* _Il compito_:
Riporta come lista JSON di stringhe le righe del materiale che vanno da quella contenente "Target: tomato stem" fino alla fine del materiale, estremi inclusi. Metti una stringa per riga e tralascia le righe vuote.

* _Materiale per il compito_:
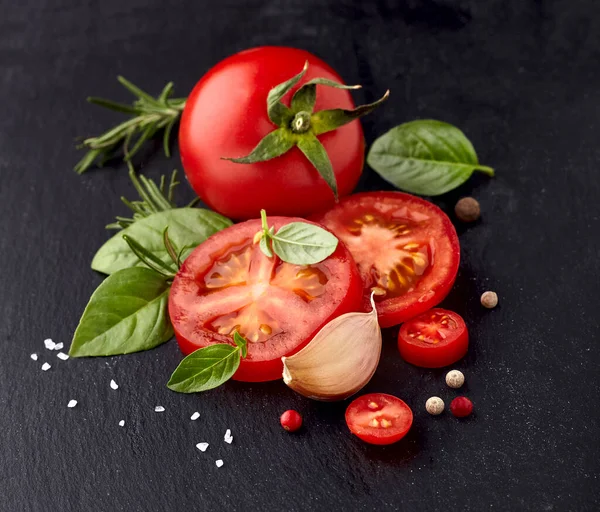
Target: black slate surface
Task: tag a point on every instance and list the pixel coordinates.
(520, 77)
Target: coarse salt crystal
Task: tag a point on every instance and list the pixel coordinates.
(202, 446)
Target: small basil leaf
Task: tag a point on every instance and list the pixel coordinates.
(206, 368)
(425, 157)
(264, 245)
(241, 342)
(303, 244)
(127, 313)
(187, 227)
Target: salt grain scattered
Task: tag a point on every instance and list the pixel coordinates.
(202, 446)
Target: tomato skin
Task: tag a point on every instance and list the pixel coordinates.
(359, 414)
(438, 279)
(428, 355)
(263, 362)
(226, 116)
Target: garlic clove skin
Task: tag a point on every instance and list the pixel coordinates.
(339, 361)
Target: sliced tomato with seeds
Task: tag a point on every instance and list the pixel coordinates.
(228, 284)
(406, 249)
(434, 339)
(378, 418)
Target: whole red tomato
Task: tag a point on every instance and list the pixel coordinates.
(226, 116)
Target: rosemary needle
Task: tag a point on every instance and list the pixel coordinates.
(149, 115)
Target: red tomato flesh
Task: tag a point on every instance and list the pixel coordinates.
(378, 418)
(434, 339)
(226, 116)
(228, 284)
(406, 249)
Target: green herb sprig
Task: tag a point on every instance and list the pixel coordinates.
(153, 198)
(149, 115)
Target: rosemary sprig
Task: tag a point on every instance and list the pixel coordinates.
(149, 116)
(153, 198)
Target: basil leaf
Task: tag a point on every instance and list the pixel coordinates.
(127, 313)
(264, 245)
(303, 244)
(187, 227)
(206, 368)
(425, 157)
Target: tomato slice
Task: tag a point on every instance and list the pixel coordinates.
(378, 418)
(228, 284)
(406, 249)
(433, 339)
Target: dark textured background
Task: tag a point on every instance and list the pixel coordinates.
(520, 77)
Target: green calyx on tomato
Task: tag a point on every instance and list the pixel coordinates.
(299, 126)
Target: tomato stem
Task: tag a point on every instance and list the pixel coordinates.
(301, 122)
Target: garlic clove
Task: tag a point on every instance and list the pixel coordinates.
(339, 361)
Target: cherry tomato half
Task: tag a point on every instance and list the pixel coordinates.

* _Risposta completa_:
[
  "Target: tomato stem",
  "Task: tag a point on every instance and list the pixel coordinates.",
  "(301, 122)",
  "Target: garlic clove",
  "Task: tag a point on every instance and list the pixel coordinates.",
  "(339, 361)",
  "Target: cherry tomato half",
  "Task: tag a point on every instance and list the pixel coordinates."
]